Data excerpts

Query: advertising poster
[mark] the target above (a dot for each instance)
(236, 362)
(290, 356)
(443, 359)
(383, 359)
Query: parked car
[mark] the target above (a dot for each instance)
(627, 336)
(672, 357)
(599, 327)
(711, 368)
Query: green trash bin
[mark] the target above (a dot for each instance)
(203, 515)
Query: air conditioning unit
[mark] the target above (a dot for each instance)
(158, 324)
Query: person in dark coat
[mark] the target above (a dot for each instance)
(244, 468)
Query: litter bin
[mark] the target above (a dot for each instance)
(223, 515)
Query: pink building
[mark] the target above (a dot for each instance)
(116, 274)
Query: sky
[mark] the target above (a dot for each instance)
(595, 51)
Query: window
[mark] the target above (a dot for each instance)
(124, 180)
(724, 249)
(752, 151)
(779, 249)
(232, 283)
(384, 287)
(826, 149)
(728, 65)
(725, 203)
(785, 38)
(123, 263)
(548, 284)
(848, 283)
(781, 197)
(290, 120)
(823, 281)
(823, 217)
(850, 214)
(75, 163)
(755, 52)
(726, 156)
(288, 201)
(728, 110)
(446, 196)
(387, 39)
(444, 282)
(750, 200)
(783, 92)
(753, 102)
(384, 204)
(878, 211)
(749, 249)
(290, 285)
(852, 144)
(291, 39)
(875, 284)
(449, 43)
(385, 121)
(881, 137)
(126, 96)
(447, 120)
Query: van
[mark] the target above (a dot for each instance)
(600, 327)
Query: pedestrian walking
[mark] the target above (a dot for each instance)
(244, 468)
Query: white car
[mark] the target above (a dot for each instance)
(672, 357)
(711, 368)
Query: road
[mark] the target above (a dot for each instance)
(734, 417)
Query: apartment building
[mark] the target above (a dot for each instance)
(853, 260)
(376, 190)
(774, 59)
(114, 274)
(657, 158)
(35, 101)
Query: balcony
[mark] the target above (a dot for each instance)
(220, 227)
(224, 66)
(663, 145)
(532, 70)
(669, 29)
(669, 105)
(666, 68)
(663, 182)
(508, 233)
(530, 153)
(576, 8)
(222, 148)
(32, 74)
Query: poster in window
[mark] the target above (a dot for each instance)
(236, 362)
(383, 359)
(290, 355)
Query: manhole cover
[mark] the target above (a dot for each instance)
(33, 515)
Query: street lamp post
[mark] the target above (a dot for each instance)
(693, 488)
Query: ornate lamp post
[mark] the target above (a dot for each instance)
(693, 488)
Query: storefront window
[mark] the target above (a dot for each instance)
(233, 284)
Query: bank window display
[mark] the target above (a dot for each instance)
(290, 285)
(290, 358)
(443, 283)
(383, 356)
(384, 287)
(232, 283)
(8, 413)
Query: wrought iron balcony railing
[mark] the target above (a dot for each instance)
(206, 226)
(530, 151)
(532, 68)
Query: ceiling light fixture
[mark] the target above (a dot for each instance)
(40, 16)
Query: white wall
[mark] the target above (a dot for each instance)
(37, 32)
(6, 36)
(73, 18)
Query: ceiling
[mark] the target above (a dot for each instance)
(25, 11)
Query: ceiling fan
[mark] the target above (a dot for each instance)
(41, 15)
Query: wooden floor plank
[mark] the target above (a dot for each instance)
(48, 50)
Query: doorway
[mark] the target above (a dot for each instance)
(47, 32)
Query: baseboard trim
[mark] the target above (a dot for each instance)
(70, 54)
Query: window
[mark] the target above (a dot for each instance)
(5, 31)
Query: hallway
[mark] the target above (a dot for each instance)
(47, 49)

*DIRECTIONS:* Copy out exactly the lines between the line with "Query: street lamp post" and the last line of the entries, counting both of those lines.

*SOLUTION TO THE PROBLEM:*
Query: street lamp post
[mark] the target above (a dot for each instance)
(693, 488)
Query: ornate lamp post
[mark] the target above (a dot for each instance)
(693, 488)
Query: storefront window
[mark] the target above (a dot for each instance)
(233, 284)
Query: bank window display
[mark] the target above (a dot for each instance)
(290, 285)
(290, 358)
(443, 283)
(383, 356)
(384, 287)
(232, 283)
(8, 413)
Query: wrought iron balcony railing
[mark] the target above (a dot for each instance)
(206, 226)
(530, 151)
(532, 68)
Query: ceiling light fixture
[mark] the target above (a dot for each instance)
(40, 16)
Query: white wall
[mark] the target above (a dot for each instance)
(37, 32)
(6, 36)
(73, 18)
Query: ceiling
[mark] the target above (a dot for each instance)
(25, 11)
Query: ceiling fan
[mark] the target above (a dot for each instance)
(41, 15)
Query: wooden floor plank
[mark] the target above (a dot for each instance)
(48, 50)
Query: doorway
[mark] the target above (a dot for each instance)
(47, 32)
Query: baseboard trim
[mark] the target above (a dot for each instance)
(70, 54)
Query: window
[mark] the target above (a dot for each instance)
(5, 31)
Query: hallway
[mark] the target above (a dot for each instance)
(47, 49)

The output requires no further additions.